Tarefa solicitada 1 —
Transcreva do texto sobre armazenagem de medicamentos o trecho que se abre com as palavras "Farmacopeia e Lei" e se fecha com "distribuição desses produtos.".
Tarefa solicitada 2 —
Retome o texto sobre armazenagem de medicamentos e continue-o logo após a última frase apresentada.

Texto para leitura —
++++++++

Juliane, da Multilog, enfatiza que a resolução introduz a possibilidade de adoção da análise de risco como ferramenta de tomada de decisão para a condução dos estudos técnicos exigidos.
Farmacopeia e Lei nº 5.991/1973
A Farmacopeia Brasileira define os parâmetros técnicos de qualidade e conservação dos medicamentos, como as faixas específicas de temperatura, umidade e demais condições ambientais. Já a Lei nº 5.991/1973 estabelece as diretrizes legais para o controle sanitário da comercialização e armazenagem de medicamentos, atribuindo responsabilidade direta às empresas pela correta guarda, conservação e distribuição desses produtos.
Essas normas formam a base regulatória para toda a cadeia de armazenagem – exigindo infraestrutura adequada, procedimentos operacionais padronizados e monitoramento contínuo em Centros de Distribuição, farmácias e também durante o transporte. Em teoria, garantem a integridade do produto da indústria até o ponto de dispensação.

++++++++

Dados fornecidos —

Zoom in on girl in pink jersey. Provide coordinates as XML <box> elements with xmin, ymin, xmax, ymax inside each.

++++++++

Resultado da tarefa 1 —
Farmacopeia e Lei nº 5.991/1973
A Farmacopeia Brasileira define os parâmetros técnicos de qualidade e conservação dos medicamentos, como as faixas específicas de temperatura, umidade e demais condições ambientais. Já a Lei nº 5.991/1973 estabelece as diretrizes legais para o controle sanitário da comercialização e armazenagem de medicamentos, atribuindo responsabilidade direta às empresas pela correta guarda, conservação e distribuição desses produtos.

Resultado da tarefa 2 —
“Na prática, porém, ainda existe um grande desafio no cumprimento dessas exigências, especialmente na etapa logística. É comum encontrar medicamentos sendo transportados em veículos sem isolamento térmico, sem controle de temperatura ou sem qualquer sistema de monitoramento. Essa fragilidade operacional compromete a cadeia de frio e coloca em risco a eficácia dos produtos, principalmente os termolábeis”, diz Gonçalves, da Frigo King. E acrescenta: para que as normas realmente cumpram seu papel, é necessário um esforço conjunto entre reguladores, Operadores Logísticos e empresas do setor para profissionalizar o transporte e garantir que os mesmos padrões exigidos nos ambientes fixos sejam respeitados também durante a movimentação dos medicamentos. A adoção de tecnologias validadas, capacitação das equipes e processos auditáveis são fundamentais para mudar essa realidade.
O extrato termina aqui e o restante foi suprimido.